American diplomat (1941–2022)

Peter Roussel (October 23, 1941 – December 26, 2022) was an American press secretary and public relations executive.

==Early life and education==
Roussel was born on October 23, 1941. He attended St. John's School in Houston, Texas, and then the University of Houston, before graduating in 1965. Both his parents were journalists, his late father, Hubert Roussel, serving as drama, music and film critic for The Houston Post, 1933 to 1966. During that time he reviewed and interviewed performing arts icons, Arthur Rubenstein, Marian Anderson, Van Cliburn, Judy Garland, Clark Gable, members of the Ballet Russe de Monte Carlo, and others. Roussel's late mother, Dewey Roussel, was also a newspaper reporter and an actress. She helped organize the Houston Stage Canteen during World War II. His older brother, Hubert Roussel, Jr., enlisted in the Army Air Corps during World War II and as a member of a B-29 crew was lost on a mission in the Pacific on December 13, 1944, at age 20. Dewey Roussel's story about her eldest son, "Message of the White Dove", appeared in the September 1985 issue of Reader's Digest. Peter Roussel also had an older sister, Stephanie, a ballerina and actress who died in 2014.

Using the information:
1. Name each of Peter Roussel's family members mentioned in the Peter Roussel biography, and give each person's relationship to him.
2. Proceed with the Peter Roussel biography, writing on from its final sentence.
The records that come next are separate material and have no connection to the text about Peter Roussel.

[Items in a dataset]
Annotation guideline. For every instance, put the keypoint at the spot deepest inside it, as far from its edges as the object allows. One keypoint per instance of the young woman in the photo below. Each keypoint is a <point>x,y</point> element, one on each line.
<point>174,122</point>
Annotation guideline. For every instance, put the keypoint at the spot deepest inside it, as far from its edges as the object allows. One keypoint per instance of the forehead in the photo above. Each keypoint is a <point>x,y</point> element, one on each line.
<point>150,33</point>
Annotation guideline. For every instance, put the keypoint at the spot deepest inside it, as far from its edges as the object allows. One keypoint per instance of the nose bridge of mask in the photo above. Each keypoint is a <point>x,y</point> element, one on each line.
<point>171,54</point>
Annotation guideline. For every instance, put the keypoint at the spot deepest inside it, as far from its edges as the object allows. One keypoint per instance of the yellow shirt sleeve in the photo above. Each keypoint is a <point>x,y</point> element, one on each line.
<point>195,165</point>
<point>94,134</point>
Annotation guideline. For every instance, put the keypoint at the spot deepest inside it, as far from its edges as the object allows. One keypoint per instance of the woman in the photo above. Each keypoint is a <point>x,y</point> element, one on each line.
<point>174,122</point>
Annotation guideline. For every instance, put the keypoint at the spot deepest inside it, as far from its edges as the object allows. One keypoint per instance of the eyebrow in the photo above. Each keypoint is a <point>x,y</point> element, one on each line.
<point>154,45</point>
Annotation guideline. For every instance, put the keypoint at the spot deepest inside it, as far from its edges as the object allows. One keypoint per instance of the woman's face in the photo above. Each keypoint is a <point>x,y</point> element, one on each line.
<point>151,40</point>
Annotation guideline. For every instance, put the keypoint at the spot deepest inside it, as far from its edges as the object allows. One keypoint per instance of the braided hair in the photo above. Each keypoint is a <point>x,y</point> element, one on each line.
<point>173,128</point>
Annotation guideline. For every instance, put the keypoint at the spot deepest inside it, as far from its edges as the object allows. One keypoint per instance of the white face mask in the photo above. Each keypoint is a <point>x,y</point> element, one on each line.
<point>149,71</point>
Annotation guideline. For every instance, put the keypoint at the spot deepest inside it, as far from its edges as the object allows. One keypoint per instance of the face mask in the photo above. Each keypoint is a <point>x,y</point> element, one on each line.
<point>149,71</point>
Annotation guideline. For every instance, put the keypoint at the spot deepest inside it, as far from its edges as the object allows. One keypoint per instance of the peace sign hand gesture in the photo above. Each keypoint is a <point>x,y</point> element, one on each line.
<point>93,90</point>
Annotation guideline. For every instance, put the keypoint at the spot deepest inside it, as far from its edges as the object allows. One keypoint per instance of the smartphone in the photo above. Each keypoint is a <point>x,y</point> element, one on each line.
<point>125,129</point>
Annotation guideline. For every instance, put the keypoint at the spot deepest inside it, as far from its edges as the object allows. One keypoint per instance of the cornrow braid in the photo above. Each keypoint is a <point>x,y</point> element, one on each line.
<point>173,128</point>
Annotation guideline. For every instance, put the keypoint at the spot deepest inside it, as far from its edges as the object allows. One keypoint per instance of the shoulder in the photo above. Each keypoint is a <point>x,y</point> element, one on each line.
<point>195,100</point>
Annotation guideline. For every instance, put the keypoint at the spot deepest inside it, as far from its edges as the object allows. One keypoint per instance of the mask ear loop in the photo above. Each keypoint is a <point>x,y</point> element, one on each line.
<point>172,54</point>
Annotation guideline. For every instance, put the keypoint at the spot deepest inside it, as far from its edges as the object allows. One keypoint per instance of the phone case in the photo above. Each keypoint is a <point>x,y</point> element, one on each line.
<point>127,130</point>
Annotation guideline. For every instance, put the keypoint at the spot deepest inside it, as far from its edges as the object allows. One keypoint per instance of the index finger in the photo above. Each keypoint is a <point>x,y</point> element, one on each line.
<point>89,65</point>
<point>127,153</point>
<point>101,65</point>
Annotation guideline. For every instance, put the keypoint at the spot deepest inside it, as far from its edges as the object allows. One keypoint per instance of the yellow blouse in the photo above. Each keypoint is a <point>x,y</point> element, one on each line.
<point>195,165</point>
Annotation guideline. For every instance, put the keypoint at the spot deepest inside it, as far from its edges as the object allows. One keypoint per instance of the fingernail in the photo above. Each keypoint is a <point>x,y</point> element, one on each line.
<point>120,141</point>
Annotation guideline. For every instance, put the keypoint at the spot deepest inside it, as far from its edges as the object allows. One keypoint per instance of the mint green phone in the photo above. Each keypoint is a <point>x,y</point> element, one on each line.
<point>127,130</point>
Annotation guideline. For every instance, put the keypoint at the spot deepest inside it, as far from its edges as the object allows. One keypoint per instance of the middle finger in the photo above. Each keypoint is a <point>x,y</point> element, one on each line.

Exercise responses:
1.
- Hubert Roussel: father
- Dewey Roussel: mother
- Hubert Roussel, Jr.: older brother
- Stephanie: older sister

2.
==Career with Federal Government and national figures==
Peter Roussel began his career with the Federal Government in 1969 when he was asked to be press secretary to then U.S. Congressman George H. W. Bush. When Bush subsequently served as U.S. Ambassador to the United Nations (1971–1973) and Chairman of the Republican National Committee (1973–1974), Roussel continued to serve as Bush's press secretary.

Roussel went on to serve two tours of duty in the White House, as Staff Assistant to President Ford (1974–1976), then as Special Assistant and Deputy Press Secretary to President Reagan (1981–1987).

In 1976 Roussel became a special assistant to President Ford's national campaign director, James A. Baker III. After that he served as communications director for Baker's 1978 campaign for Attorney General of Texas.

Roussel also enjoyed a career in public relations, including as executive vice president of Neumann Roussel Public Relations, 1996–2003. From 2004 to 2008 he was a columnist for Intown magazine, writing a monthly column and serving as editor, June 2005-April 2008.

==Post-government career==
Roussel was a public speaker, author/playwright and television-radio commentator based in Houston, Texas. In 2009 he was appointed to the Philip G. Warner Endowed Chair in Sam Houston State University's Department of Mass Communication, where he taught courses on public relations and press-presidency interactions.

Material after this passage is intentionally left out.